** Opening DATASET block **

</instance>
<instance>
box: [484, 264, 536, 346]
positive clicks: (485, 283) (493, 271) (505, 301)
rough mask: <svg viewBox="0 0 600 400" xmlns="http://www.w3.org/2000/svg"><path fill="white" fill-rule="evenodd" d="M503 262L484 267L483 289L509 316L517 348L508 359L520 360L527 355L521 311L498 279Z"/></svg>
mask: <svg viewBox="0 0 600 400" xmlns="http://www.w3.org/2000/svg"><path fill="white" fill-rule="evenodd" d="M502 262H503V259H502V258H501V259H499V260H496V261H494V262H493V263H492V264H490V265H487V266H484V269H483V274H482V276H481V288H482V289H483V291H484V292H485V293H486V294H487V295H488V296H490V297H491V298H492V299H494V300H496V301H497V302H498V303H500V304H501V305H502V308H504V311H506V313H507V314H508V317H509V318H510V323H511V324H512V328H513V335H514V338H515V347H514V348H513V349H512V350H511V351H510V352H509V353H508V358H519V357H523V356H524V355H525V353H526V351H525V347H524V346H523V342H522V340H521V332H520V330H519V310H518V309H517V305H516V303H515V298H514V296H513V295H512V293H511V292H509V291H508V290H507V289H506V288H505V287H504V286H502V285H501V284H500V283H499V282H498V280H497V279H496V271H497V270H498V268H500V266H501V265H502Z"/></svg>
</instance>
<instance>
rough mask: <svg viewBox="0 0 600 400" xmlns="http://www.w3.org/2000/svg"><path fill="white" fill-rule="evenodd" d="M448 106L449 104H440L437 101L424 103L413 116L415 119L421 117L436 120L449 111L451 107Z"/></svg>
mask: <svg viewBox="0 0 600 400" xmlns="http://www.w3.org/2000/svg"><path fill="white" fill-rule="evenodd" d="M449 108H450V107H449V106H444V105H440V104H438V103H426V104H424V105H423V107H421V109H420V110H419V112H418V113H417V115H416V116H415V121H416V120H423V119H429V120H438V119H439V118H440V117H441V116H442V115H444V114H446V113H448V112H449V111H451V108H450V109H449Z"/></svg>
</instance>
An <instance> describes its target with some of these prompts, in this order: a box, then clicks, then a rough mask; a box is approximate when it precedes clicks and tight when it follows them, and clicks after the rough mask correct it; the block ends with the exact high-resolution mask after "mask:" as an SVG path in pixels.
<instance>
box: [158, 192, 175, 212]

** Closing DATASET block **

The answer must be the complete set of entries, retyped exactly.

# TASK SOLUTION
</instance>
<instance>
box: [484, 264, 536, 346]
positive clicks: (485, 283) (493, 271) (505, 301)
rough mask: <svg viewBox="0 0 600 400" xmlns="http://www.w3.org/2000/svg"><path fill="white" fill-rule="evenodd" d="M503 262L484 267L483 289L509 316L517 348L508 359L520 360L527 355L521 311L498 279Z"/></svg>
mask: <svg viewBox="0 0 600 400" xmlns="http://www.w3.org/2000/svg"><path fill="white" fill-rule="evenodd" d="M502 262H503V259H502V258H501V259H499V260H496V261H494V262H493V263H492V264H490V265H487V266H484V269H483V274H482V276H481V288H482V289H483V291H484V292H485V293H486V294H487V295H488V296H490V297H491V298H492V299H494V300H496V301H497V302H498V303H500V304H501V305H502V308H504V311H506V313H507V314H508V317H509V318H510V323H511V324H512V328H513V335H514V338H515V347H514V348H513V349H512V350H511V351H510V352H509V353H508V358H519V357H523V356H524V355H525V353H526V351H525V347H524V346H523V342H522V340H521V332H520V330H519V310H518V309H517V305H516V303H515V298H514V296H513V295H512V293H511V292H509V291H508V290H507V289H506V288H505V287H504V286H502V285H501V284H500V283H499V282H498V280H497V279H496V271H497V270H498V268H500V266H501V265H502Z"/></svg>
</instance>
<instance>
rough mask: <svg viewBox="0 0 600 400" xmlns="http://www.w3.org/2000/svg"><path fill="white" fill-rule="evenodd" d="M448 106L449 104H440L437 101L424 103L413 116L415 119L421 117L436 120L449 111L451 107Z"/></svg>
mask: <svg viewBox="0 0 600 400" xmlns="http://www.w3.org/2000/svg"><path fill="white" fill-rule="evenodd" d="M449 108H450V107H449V106H444V105H440V104H438V103H426V104H424V105H423V107H421V109H420V110H419V112H418V113H417V115H416V116H415V121H416V120H423V119H429V120H438V119H439V118H440V117H441V116H442V115H444V114H446V113H448V112H449V111H451V108H450V109H449Z"/></svg>
</instance>
An <instance> describes its target with some of these prompts, in this order: a box, then clicks, then a rough mask; a box is approximate when it precedes clicks and tight when it follows them, and clicks after the rough mask correct it; the block ends with the exact high-resolution mask after "mask:" as an SVG path in pixels.
<instance>
box: [158, 192, 175, 212]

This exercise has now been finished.